▸ EXERCISE INSTRUCTIONS
- 1) In the brewing post, what was used to raise the pH of the mash to 5.0?
- 2) For each statement, say whether the brewing post supports it, answering yes or no and quoting the words that decide it: (a) The mash rested for one hour. (b) The wort was sparged to 10 gallons total. (c) The iodine test showed incomplete conversion.
- 3) Carry the brewing post forward from its final line.

▸ SOURCE EXTRACT
This is especially dissapointing, because I have just finished studying
Miller, and had decided to go for the best efficiency I could get.

Specifics of the process are:
9.5 pounds of grain (8.5 lbs. 2-row pale,1/2 pound each,crystal and black malt)
Mash-in at 153F using 9.5 quarts water (that's 1 quart per pound)
PH started at 4.6, raised to 5.0 using 1 teaspoon CaCo3
Mash rest, 1 hour at 153-146 (infusion mash done in rectangular cooler)
Iodine test indicated full conversion.
Add boiling water to mash-out at 170F (5 minutes)
Sparged to 8 gallon total - water at PH=6.7 (took about 45 minutes)
boil down to 5.75 gallons (about 1.5 hours - hops anly boiled last 60 min)
Cool and pitch
OG=1.040 at 5.75 gallons.
bummer!

When I checked the grains afterwards, it looked like many of them had been
cracked in half, but the starchy material was still in the husks. The grind
looked alright, i.e. few whole grains, but in some the starch had not
been released.

Causes I can think of are:
1) strike temp was not high enough to gelatinize the starch
2) the crush was actually too coarse (I WANT a roller-mill!!!! Santa???)

Stored data:
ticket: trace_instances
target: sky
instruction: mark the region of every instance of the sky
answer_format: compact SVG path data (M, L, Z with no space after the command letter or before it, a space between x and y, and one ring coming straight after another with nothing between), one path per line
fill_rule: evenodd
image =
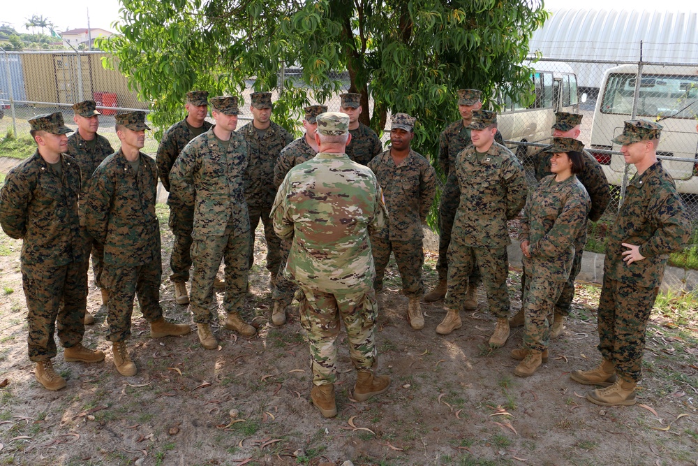
M163 0L167 1L167 0ZM111 24L119 20L119 0L70 0L61 2L56 0L29 0L22 1L5 0L0 9L0 22L10 23L20 32L29 32L24 28L27 19L32 15L47 17L56 24L57 31L68 29L87 27L87 10L89 8L90 26L113 30ZM614 8L641 10L686 10L692 2L688 0L584 0L574 4L570 0L545 0L548 9L569 8ZM694 8L695 10L698 8Z

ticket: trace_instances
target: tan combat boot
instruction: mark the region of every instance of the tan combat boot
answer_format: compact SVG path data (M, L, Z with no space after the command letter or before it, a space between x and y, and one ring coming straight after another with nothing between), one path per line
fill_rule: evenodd
M448 335L456 328L460 328L461 316L459 314L459 312L455 310L448 310L441 323L436 326L436 333L439 335Z
M334 385L313 385L310 391L310 398L315 407L326 418L333 418L337 415L337 405L334 400Z
M206 349L216 349L218 348L218 340L211 333L211 326L208 323L197 323L196 334L199 335L199 341L201 346Z
M410 304L407 307L407 321L415 330L424 328L424 317L422 315L422 305L418 296L410 296Z
M448 286L446 284L446 280L439 280L438 284L436 285L436 288L433 289L424 296L425 303L433 303L434 301L438 301L444 298L446 296L446 291L448 289Z
M188 323L172 323L161 317L150 323L150 337L162 338L163 337L178 337L186 335L191 331L191 327Z
M598 367L591 370L574 370L570 378L584 385L600 385L607 387L616 381L616 365L604 359Z
M466 300L463 302L463 309L468 310L477 309L477 287L475 285L468 285Z
M274 302L274 310L272 311L272 323L277 327L286 323L286 307L279 301Z
M524 315L524 310L521 310L518 312L514 314L514 316L509 319L509 326L510 327L523 327L524 326L524 319L525 319Z
M47 390L60 390L66 386L66 379L53 370L53 363L50 359L36 362L34 377Z
M366 401L372 396L380 395L390 386L390 377L387 375L376 375L370 370L359 370L356 376L354 386L354 399Z
M225 318L225 328L234 330L243 337L251 337L257 333L257 329L242 320L237 312L230 312Z
M89 311L85 311L85 316L82 318L82 323L86 326L94 324L94 316L90 314Z
M565 316L556 314L550 326L550 339L557 338L565 331Z
M625 381L618 377L609 387L588 392L586 399L601 406L632 406L636 401L635 386L635 382Z
M89 349L82 343L78 343L74 347L66 348L63 359L68 363L98 363L104 361L104 351Z
M507 344L509 340L509 319L506 317L497 318L497 325L494 328L494 333L489 339L489 346L493 348L501 348Z
M174 302L183 305L189 304L189 293L184 282L174 282Z
M126 342L112 342L112 354L114 356L114 365L117 366L117 370L121 375L130 377L138 372L126 349Z
M514 370L514 374L519 377L529 377L540 367L542 360L540 351L529 349L524 361Z
M519 349L512 350L512 358L516 359L517 361L524 361L524 359L526 358L528 354L528 348L521 348ZM543 363L548 362L547 348L543 350L543 352L540 354L540 361Z

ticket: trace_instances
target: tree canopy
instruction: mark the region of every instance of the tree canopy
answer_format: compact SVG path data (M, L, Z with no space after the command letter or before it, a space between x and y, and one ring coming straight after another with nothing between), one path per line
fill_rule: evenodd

▸ ACTIVITY ANSWERS
- 1) 1 teaspoon CaCo3

- 2)
(a) Yes: "Mash rest, 1 hour at 153-146"
(b) No: "Sparged to 8 gallon total"
(c) No: "Iodine test indicated full conversion."

- 3)
3) I should indeed have done a step-mash and raise the temp to 158 for 15 min.
at the end of the mash.
4) I sparges too fast.
5) the mash was too tight. Miller recommends 1.33 quarts per pound.
This was indeed the tightest mash I have yet done (Micah??? you say
you usually use a rather tight mash.....)
6) As I said, this same sparging system has turned out 29-30 points, so I
am pretty confident that I am not suffering from dead spots in the
lauter-tun.


Does anyone have any other ideas, or care to comment on which of the above
is the most likely culprit?

I left the kitchen in a really bad mood, and ran four miles to blow off
my frustration. Geez....I almost felt like giving up if my best effort
would turn out my worst results. Oh well...1.040 is low, but alright, and
I pitched a nice healthy starter, so that after eight hours it looks like
the yeast is just coming out of respiration stage. Maybe in a few weeks I
will be able to drink away my frustrations!!!
- --
> Cush Hamlen | cush@msc.edu

------------------------------

Date: 27 Nov 92 20:04:07 GMT
From: SynCAccT@slims.attmail.com
Subject: Harrington Vs Klages

In HBD1021 James Diplama comments on how I posted in 1014 asking
about the differences between Klages and Harringtons malt, and was
dissappointed with the response. So was I Jim, although I did get a
few responses, none were difinative.

I called the maltster at Canada Malt to get the goods. Klages malt is
not grown anymore and hasn't been for a few years. All malt grown in
North America is the Harringtons variety. This is exclusive to
commercial barley, and private farmers can grow Klages if they have
the seed stock, but no new Klages seeds are sold.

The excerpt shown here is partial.